EXERCISE DESCRIPTION =>
Reproduce the passage on the war crimes trials word for word, from "Similar to the" to "of Independence (1971).".

PAGE TEXT =>
Similar to the Nuremburg trials, in Bangladesh the first batch of the criminals
presently tried by the Tribunals are the high-ranking leaders and decision
makers of the auxiliary paramilitary and political forces responsible for
conducting crimes against humanity (genocide, rape, arson and robbery etc.) during
the War of Independence (1971).
To realize the practical
implications of this trial let us explore further into the judgments of the
Nuremberg trials. We will primarily review judgments of the trials of Kaltenbrunner, Ernst.Kaltenbrunner was chief of the Security Police, SD, and
head of the RSHA, which meant he was also in charge of the Gestapo, the SD and
the Criminal Police. RSHA, at the time, engaged in widespread crimes against
humanity as well as war crimes, including mistreatment and murder of POWs, and
concentration camp workers, namely Jews, commissars, and others. Under RSHA,
about 6 million Jews were murdered, which established Kaltenbrunner in a
leading role in the ‘final solution’ of the Jewish question. This included the
order to have prisoners of Dachau and other camps liquidated just before camps
would have been liberated by the Allies. The
verdict reads “guilty on counts 3 & 4” and the sentence was “death by
hanging”.

DATASET =>
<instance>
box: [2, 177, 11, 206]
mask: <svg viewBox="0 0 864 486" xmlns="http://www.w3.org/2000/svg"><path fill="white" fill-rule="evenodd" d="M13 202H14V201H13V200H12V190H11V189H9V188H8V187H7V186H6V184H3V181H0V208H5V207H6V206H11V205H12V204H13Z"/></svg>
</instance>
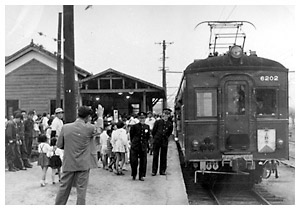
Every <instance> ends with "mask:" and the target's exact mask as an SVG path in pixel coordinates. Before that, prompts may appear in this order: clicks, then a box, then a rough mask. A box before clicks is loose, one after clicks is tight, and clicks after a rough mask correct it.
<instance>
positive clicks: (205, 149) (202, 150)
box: [200, 143, 207, 152]
mask: <svg viewBox="0 0 300 210" xmlns="http://www.w3.org/2000/svg"><path fill="white" fill-rule="evenodd" d="M200 150H201V151H202V152H203V151H204V150H207V146H206V144H204V143H202V144H201V145H200Z"/></svg>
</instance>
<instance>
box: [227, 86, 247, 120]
mask: <svg viewBox="0 0 300 210" xmlns="http://www.w3.org/2000/svg"><path fill="white" fill-rule="evenodd" d="M227 110H228V114H230V115H244V114H245V111H246V108H245V85H228V94H227Z"/></svg>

OUTPUT OF THE TASK =>
Similar to the Nuremburg trials, in Bangladesh the first batch of the criminals
presently tried by the Tribunals are the high-ranking leaders and decision
makers of the auxiliary paramilitary and political forces responsible for
conducting crimes against humanity (genocide, rape, arson and robbery etc.) during
the War of Independence (1971).